Stored data entries

===

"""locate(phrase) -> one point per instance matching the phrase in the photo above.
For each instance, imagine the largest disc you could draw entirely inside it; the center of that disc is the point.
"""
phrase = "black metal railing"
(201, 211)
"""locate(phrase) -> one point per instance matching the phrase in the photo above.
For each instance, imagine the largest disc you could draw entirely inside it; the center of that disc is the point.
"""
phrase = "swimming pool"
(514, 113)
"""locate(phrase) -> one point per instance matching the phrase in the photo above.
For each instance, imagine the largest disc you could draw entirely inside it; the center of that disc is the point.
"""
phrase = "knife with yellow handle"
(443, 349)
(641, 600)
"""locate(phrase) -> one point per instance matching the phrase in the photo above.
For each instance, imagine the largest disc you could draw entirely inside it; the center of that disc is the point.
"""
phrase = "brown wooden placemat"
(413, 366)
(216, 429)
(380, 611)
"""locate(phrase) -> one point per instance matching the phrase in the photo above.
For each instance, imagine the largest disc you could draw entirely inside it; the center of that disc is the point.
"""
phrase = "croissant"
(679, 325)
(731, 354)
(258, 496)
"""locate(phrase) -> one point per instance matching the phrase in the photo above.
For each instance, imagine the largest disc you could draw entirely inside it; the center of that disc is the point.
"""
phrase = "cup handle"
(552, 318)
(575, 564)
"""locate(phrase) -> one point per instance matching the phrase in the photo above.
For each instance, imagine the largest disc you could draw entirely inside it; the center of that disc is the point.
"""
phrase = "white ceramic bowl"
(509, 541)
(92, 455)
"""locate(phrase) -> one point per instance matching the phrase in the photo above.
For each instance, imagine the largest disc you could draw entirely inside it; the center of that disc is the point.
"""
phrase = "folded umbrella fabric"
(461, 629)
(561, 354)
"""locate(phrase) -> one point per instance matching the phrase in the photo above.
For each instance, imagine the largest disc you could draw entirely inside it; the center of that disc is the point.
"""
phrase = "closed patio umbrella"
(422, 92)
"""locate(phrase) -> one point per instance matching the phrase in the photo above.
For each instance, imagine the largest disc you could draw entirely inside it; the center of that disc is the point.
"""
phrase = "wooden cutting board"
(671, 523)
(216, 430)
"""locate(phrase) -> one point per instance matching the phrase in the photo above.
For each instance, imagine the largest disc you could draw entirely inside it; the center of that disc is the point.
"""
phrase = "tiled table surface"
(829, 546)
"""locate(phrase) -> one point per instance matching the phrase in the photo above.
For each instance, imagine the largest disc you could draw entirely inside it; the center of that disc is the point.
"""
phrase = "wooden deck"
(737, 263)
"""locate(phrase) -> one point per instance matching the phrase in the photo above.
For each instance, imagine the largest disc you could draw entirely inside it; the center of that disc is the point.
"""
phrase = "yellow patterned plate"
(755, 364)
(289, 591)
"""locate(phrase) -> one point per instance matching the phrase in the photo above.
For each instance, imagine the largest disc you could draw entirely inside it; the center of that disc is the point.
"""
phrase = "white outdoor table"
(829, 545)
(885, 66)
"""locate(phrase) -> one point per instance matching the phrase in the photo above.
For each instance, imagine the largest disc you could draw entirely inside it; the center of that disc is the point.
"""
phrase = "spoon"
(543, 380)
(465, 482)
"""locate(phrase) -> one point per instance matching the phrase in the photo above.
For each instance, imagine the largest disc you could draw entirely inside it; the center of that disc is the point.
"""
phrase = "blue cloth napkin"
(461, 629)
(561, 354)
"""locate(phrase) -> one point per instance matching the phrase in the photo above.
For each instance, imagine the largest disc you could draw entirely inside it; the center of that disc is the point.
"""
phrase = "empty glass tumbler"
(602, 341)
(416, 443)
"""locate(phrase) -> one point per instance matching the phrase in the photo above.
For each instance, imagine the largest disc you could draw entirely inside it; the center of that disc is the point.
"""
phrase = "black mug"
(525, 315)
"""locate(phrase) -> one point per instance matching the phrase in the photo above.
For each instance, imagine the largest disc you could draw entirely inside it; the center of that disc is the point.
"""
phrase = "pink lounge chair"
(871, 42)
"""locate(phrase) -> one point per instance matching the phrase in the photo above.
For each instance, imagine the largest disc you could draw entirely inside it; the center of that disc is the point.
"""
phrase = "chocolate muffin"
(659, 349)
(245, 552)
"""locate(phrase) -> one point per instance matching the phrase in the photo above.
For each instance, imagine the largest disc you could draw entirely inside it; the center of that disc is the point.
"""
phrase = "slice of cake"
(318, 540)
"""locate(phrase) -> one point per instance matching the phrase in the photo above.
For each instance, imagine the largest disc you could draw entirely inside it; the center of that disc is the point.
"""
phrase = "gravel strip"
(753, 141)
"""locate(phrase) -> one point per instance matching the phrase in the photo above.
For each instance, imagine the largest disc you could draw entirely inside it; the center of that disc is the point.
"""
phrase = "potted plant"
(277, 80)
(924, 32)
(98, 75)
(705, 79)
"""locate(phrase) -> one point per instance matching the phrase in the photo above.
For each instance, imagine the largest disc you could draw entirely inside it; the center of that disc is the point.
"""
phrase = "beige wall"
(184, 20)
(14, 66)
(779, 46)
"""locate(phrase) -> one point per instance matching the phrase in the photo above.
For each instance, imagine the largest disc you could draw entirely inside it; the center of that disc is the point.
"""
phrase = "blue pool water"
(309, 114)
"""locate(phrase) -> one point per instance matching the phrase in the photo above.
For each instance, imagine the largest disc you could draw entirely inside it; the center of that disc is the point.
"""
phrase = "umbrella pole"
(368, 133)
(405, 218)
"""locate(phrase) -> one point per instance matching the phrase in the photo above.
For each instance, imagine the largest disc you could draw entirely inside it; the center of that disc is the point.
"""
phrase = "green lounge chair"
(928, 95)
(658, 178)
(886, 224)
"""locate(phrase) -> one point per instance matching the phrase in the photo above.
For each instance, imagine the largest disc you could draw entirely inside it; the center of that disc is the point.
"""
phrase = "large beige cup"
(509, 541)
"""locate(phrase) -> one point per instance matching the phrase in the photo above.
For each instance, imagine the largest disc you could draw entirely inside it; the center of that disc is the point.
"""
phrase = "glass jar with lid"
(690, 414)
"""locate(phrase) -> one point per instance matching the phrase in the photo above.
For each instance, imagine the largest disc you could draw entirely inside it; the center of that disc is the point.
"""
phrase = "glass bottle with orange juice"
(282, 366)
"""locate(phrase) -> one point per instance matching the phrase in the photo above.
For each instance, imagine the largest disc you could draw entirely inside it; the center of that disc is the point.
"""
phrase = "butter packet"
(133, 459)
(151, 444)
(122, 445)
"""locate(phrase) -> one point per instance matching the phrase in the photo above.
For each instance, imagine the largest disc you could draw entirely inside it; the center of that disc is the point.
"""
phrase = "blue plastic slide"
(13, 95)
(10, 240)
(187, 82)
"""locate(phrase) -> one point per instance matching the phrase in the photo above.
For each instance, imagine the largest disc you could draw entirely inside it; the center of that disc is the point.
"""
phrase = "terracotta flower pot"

===

* **What is expected**
Repeat each record word for word.

* **Exercise answer**
"""locate(phrase) -> one point per instance matching the phrase in the photo above.
For each instance, imagine the largest disc you could draw entirely inside it; the center of that disc is the point.
"""
phrase = "black metal railing"
(201, 211)
"""locate(phrase) -> one point per instance matching the phrase in the photo above.
For each instance, imagine the largest disc you could draw entirely inside it; the center of that disc is the point.
"""
phrase = "swimming pool"
(514, 113)
"""locate(phrase) -> one point per instance matching the phrase in the photo above.
For each instance, imagine the largest disc you could draw entirely inside it; the center of that disc is the point.
"""
phrase = "knife with yellow handle"
(443, 349)
(641, 600)
"""locate(phrase) -> one point per instance matching the phrase in the photo above.
For each instance, imagine the largest disc you could draw entirely inside it; the center of that disc is the point.
"""
phrase = "brown wooden placemat"
(413, 366)
(216, 429)
(380, 611)
"""locate(phrase) -> one point per instance matching the phrase in the photo above.
For each instance, imagine the largest disc you could draw entirely inside it; the center of that disc is the point.
"""
phrase = "croissant"
(679, 325)
(731, 354)
(258, 496)
"""locate(phrase) -> one point per instance matching the phrase in the photo above.
For each instance, imagine the largest disc you could draw entirely inside it; the center of that disc is the point.
"""
phrase = "cup handle"
(552, 318)
(575, 564)
"""locate(phrase) -> one point per instance matching the phrase in the photo above.
For each instance, imagine the largest disc you could draw entirely inside it; the center of that disc is the point.
"""
phrase = "white ceramic bowl"
(509, 541)
(92, 455)
"""locate(phrase) -> one point per instance matching the phrase in the photo above.
For each instance, imagine the largest disc you could draw entirely inside it; the center of that disc is the point.
"""
phrase = "folded umbrella fabric"
(461, 629)
(561, 354)
"""locate(phrase) -> one point per instance matching the phrase in the photo above.
For each instance, imagine the largest disc you could draw entirely inside it; the center of that disc is the point.
"""
phrase = "closed patio umbrella"
(422, 92)
"""locate(phrase) -> one point per instance matching the phrase in the photo above.
For each instance, imagine the largest disc you could draw entirely inside it; the center of that disc is the point.
"""
phrase = "wooden cutting board"
(671, 523)
(216, 430)
"""locate(phrase) -> one point per instance matching the phrase in the photo above.
For each instance, imagine the largest disc you could draw entirely inside it; the center of that disc is the point.
"""
phrase = "tiled table surface"
(829, 546)
"""locate(phrase) -> one point per instance matching the phrase in the photo above.
For each instance, imagine the largest disc you could draw entirely inside it; the center of that disc is the point.
"""
phrase = "wooden deck"
(737, 263)
"""locate(phrase) -> one point per instance matching the phrase in the photo above.
For each instance, imagine the largest disc you could draw entirely inside it; the center of that disc is the point.
"""
phrase = "yellow patterned plate"
(755, 364)
(289, 591)
"""locate(phrase) -> one point per instance matching the phrase in the photo above.
For each instance, imagine the largest disc you could draw entirely inside it; the center of that disc is the point.
"""
phrase = "white outdoor table"
(829, 545)
(885, 66)
"""locate(phrase) -> one point per instance matching the phrase in the photo above.
For each instance, imagine the largest disc you could draw entirely inside it; the center of that disc is the point.
"""
phrase = "spoon"
(543, 380)
(465, 482)
"""locate(phrase) -> one point per instance matching the phrase in the photo above.
For each instance, imagine the largest disc you could draw entirely inside it; the center of that disc is the point.
"""
phrase = "blue cloth napkin"
(461, 629)
(561, 354)
"""locate(phrase) -> one point per instance matching the phrase in the photo above.
For each instance, imagine the largest disc you could draw entirely inside it; the center of that disc is the point.
"""
phrase = "empty glass tumbler"
(602, 341)
(416, 443)
"""locate(phrase) -> one point per instance matching the phrase in the photo above.
For each instance, imagine the largest disc you could draw entirely inside it; the center of that disc is the point.
"""
phrase = "black mug"
(525, 315)
"""locate(phrase) -> one point per instance matching the phrase in the photo above.
For each instance, imagine the largest disc you could draw entirely inside it; the center of that disc is the point.
"""
phrase = "pink lounge chair"
(871, 42)
"""locate(phrase) -> one point per instance matching the phrase in the photo above.
For each instance, imagine the largest disc you could draw entirely inside it; the center of that disc is the point.
"""
phrase = "chocolate muffin"
(659, 349)
(245, 552)
"""locate(phrase) -> one point per instance matching the phrase in the photo above.
For each instance, imagine the largest disc you could draw entirely inside it; the center of that disc is the point.
"""
phrase = "slice of cake"
(318, 540)
"""locate(phrase) -> one point per instance matching the phrase in the photo above.
For each instance, imagine the largest disc you could draw entirely inside it; the center of that disc is the point.
"""
phrase = "gravel strip"
(753, 141)
"""locate(phrase) -> one point per instance matching the phrase in the photo above.
For each instance, imagine the largest disc you could draw entirely inside it; the center of that disc is the point.
"""
phrase = "potted plant"
(277, 80)
(924, 32)
(98, 75)
(705, 79)
"""locate(phrase) -> one point per instance matching the phrase in the photo above.
For each instance, imagine the largest disc you could draw entirely inside it; the center of that disc is the point.
"""
phrase = "beige wall"
(184, 20)
(14, 66)
(779, 46)
"""locate(phrase) -> one point per instance matching the phrase in the photo above.
For each instance, imagine the largest disc you could draw entirely inside it; the center of that disc is the point.
"""
phrase = "blue pool water"
(309, 114)
"""locate(phrase) -> one point per instance matching the phrase in the photo above.
For each instance, imagine the largest disc you could draw entirely inside it; the center of that disc is the point.
"""
phrase = "umbrella pole"
(368, 133)
(405, 218)
"""locate(phrase) -> one point per instance matching the phrase in the photo above.
For each instance, imagine the largest disc you could draw entirely inside it; the center of that disc is the point.
"""
phrase = "green lounge chair"
(928, 95)
(658, 178)
(886, 224)
"""locate(phrase) -> one point per instance matching the phrase in the photo above.
For each instance, imagine the largest disc you could draw entirely inside it; the center of that disc is the point.
"""
phrase = "large beige cup"
(509, 541)
"""locate(phrase) -> one point per instance matching the phrase in the photo above.
For each instance, imagine the largest disc you could draw entirely inside it; the center of that disc is the point.
"""
phrase = "glass jar with lid"
(690, 414)
"""locate(phrase) -> one point per instance matching the phrase in the photo above.
For each instance, imagine the largest disc you could draw entirely inside it; the center of that disc is the point.
"""
phrase = "glass bottle with orange juice"
(282, 366)
"""locate(phrase) -> one point per instance matching the phrase in the photo above.
For each instance, imagine the largest disc you could draw entirely inside it; the center of that disc is the point.
"""
phrase = "butter packet"
(133, 459)
(151, 444)
(122, 445)
"""locate(phrase) -> one point per instance matching the phrase in the photo above.
For each instance, imagine the largest disc you could draw entirely inside it; the center of that disc is the point.
"""
phrase = "blue plastic slide"
(13, 95)
(10, 240)
(187, 82)
"""locate(phrase) -> one point per instance matching the phrase in the photo above.
For each instance, imagine the largest disc you could draw entirely inside it; the center of that disc is the point.
"""
phrase = "terracotta flower pot"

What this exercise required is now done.